The ``curses'' package was originally from System V, but versions are now pretty much universally available on all types of Unix systems. There are actually two versions of curses available on our systems: ``curses'' and ``ncurses''. I recommend using the ``ncurses'' version; the ``curses'' version only supports a subset of the functionality. Documentation on ncurses can be found by running ``man ncurses''. I have also put documentation (for ``curses, but also generally applicable to ``ncurses'') online in Postscript form and in ASCII text form. What this package does for you is to give you a simple model for dealing with the user's screen, so that you don't have to worry about the details of how to output the proper escape sequences to change the screen from one display to another. Basically, what you do with curses is you begin by calling initscr() to let curses take over control of your screen. Then, whenever you want to change what is on the screen, you use the functions provided by the package to construct the new screen view on a ``hidden,'' in-memory view of the screen, and when you are ready you call the function ``refresh().'' This tells the system, in essence, ``make the screen look like that!'' The system handles all the details of figuring out a minimal set of commands to send to the screen that will change the display from what was previously there to the new stuff, and generating the proper escape codes to invoke these commands. Finally, when your program is finished, you call endwin() to restore the screen to normal operation.

Something important to keep in mind is that, while you are using curses to manage your screen, you must not use the standard I/O library functions to read input from the keyboard. Instead, you have to use the special functions (getch(), getstr(), etc.) provided by curses for this purpose. The reason is, curses has to know at all times what is showing on the screen. When the user types something, the echoing of characters will change what is shown on the screen and move the cursor. If you use curses functions to read the typein, curses can track what has happened to the screen. If you use non-curses functions to read the screen, curses will not be aware that the screen has changed and will produce incorrect output later on.

In order to compile your program with ncurses, you should put ``#include <ncurses.h>'' in each of your source files that use the curses routines, and you have to add ``-lncurses'' to the end of the C compiler command line that links your program. If you don't do this, you'll get ``undefined function'' messages for all the curses functions. I have placed here the source to the demo program I discussed in class.

From previous experience, I know that beginners tend to approach curses with the wrong idea. The correct way of programming with curses is to simply think about what the next screen view is that you want to show the user. With this point of view, you just worry about constructing that view and let curses deal with the problem of how to actually get that view on the screen. The wrong way of programming with curses, which will actually make your life much more miserable, is to try to describe a particular sequence of changes to be made to the screen.

Program Specifications

Your program should behave roughly like a very limited version of the ``lynx'' text-mode Web browser that is available on the UG lab systems.

When you start your program, it should take as a command line argument the URL of an initial document to display (the ``home page''). Your program should retrieve this document using HTTP, format it as described below, and then display the result on the screen. The user should be able to use the up and down arrow keys to scroll one line forward and back in the document, and the ``page up'' and ``page down'' keys to scroll one screen forward and back. (See /usr/include/ncurses.h to find definitions of the codes returned by getch() for the various keypad keys such as the arrow keys.)

Exercise objective: Condense the paragraph of the curses text that begins "From previous experience" into a short list that keeps its main points.

Data lines:
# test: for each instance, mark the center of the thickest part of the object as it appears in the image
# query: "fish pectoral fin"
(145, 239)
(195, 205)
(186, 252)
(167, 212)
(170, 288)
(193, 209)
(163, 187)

Expected output:
- Beginners often approach curses with the wrong idea.
- The right way is to think about the next screen view you want to show the user, build that view, and let curses work out how to get it onto the screen.
- The wrong way is to describe a particular sequence of changes to make to the screen, which makes the work much more miserable.